## Brano fornito
——
L’appaltatore, nel promuovere la propria difesa, ha dimostrato che le opere contrattualmente richieste erano state compiutamente eseguite, e solo dopo alla presa di possesso dei locali da parte del committente, sono emersi inconvenienti indotti anche dalla compresenza d’opere edili nel “cantiere/abitazione” risultante in fase di completamento, e forse dalla consapevolezza del committente riguardo alle difficoltà connesse ad una corretta e soddisfacente manutenzione della protezione a cera, applicata su tutti i 230 metri quadrati pavimentati in legno! 

In tale congiuntura, l’appaltatore (visto che il contenzioso si stava oramai configurando e si trasformava da tecnico ad economico….) ha svolto diversi tentativi con finiture alternative al sistema “tonalizzato” originariamente impiegato, previa rimozione dei prodotti (deceratura con solventi) ed in ultimo un’ulteriore applicazione di un prodotto a base oleosa, con effetto sbiancante, tale comunque da non consentire il ripristino della tonalità originariamente gradita al committente. In tale operazione, l’appaltatore non aveva bene attentamente considerato che il supporto legnoso non era più ricettivo per le sostanze impiegate al trattamento, stante che per recuperare l’originaria adsorbenza, era necessaria una rasatura con levigatura ed asportazione di almeno un millimetro di spessore legnoso e ciò, risultava altresì impedito e negato automaticamente dall’esistenza del bisello perimetrale esistente sulle tavole di parquet.
——
## Sezione dati

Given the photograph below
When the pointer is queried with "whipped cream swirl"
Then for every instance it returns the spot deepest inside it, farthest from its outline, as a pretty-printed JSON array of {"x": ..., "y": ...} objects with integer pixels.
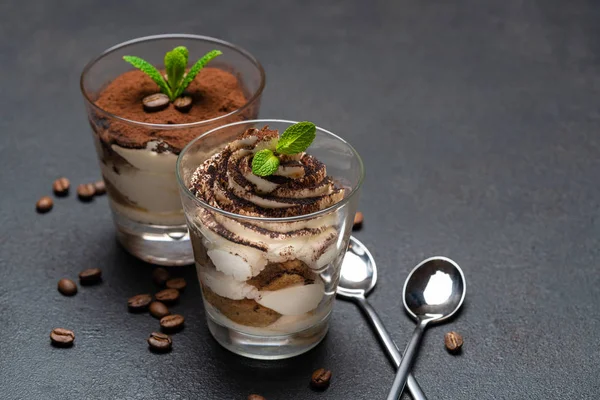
[
  {"x": 299, "y": 186},
  {"x": 241, "y": 248}
]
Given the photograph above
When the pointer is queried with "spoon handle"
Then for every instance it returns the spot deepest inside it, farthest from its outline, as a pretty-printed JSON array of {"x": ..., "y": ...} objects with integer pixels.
[
  {"x": 407, "y": 362},
  {"x": 390, "y": 346}
]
——
## Sfida A
Trascrivi fedelmente dal brano sulla controversia per il parquet il passo che va da "L’appaltatore, nel promuovere" fino a "pavimentati in legno!" incluso.
## Sfida B
Riprendi il testo sulla controversia tra appaltatore e committente per il pavimento in legno e proseguilo dal punto in cui si interrompe.

## Risultato dell'esercizio A
L’appaltatore, nel promuovere la propria difesa, ha dimostrato che le opere contrattualmente richieste erano state compiutamente eseguite, e solo dopo alla presa di possesso dei locali da parte del committente, sono emersi inconvenienti indotti anche dalla compresenza d’opere edili nel “cantiere/abitazione” risultante in fase di completamento, e forse dalla consapevolezza del committente riguardo alle difficoltà connesse ad una corretta e soddisfacente manutenzione della protezione a cera, applicata su tutti i 230 metri quadrati pavimentati in legno!

## Risultato dell'esercizio B
Conclusioni

Come al solito le conclusioni debbono essere fondate, in valutazioni serenamente acquisite con atti e parametri oggettivi risultati dall’attività peritale, che nel caso illustrato sono così riepilogabili:
1. Il genere Quercus è provvisto di sostanze estrattive (tannino) tali da renderlo sensibile alle macchiature causate ad eventuali anche se accidentali fenomeni di dispersione prolungata d’acqua ed altre sostanze seppur poco alcaline.
2. L’estensione delle superfici richieste nel contratto di appalto e la scelta del genere Quercus, sono tali da non consentire un’omogeneità distributiva se non previa accurata selezione, e ciò vale non tanto per la fine distinzione esprimibile da un punto di vista botanico delle specie comprensibili, ma altresì per le diversità
morfologiche presenti finanche nella stessa partita legnosa, con variazioni di fibratura, tessitura e venatura tali da rendere peculiarmente disomogeneo il legno prima ancora di risultare interessato da qualunque lavorazione o nobilitazione, che non sia data con fini specialistici prettamente selettivi. In altre parole, il legno
non è un prodotto sintetico od una fibra tessile ma ha tra le sue prime significative peculiarità l’anisotropia ossia la mancanza di omogeneità morfologica nelle diverse direzioni, che ne caratterizza altresì, la propria naturalezza e la conseguente difficoltà ad assicurarne l’assortimento.
3. Il committente ha lamentato la ridotta copertura del “trattamento a cera”, dopo l’ultimazione e la definitiva consegna del pavimento, nella circostanza di tale comunicazione non ha espresso alcuna contestazione per le striature gialle, che saranno affioranti solo a causa dei successivi trattamenti, esperiti nell’intento di comporre benevolmente la vertenza così imprevedibilmente sviluppatasi.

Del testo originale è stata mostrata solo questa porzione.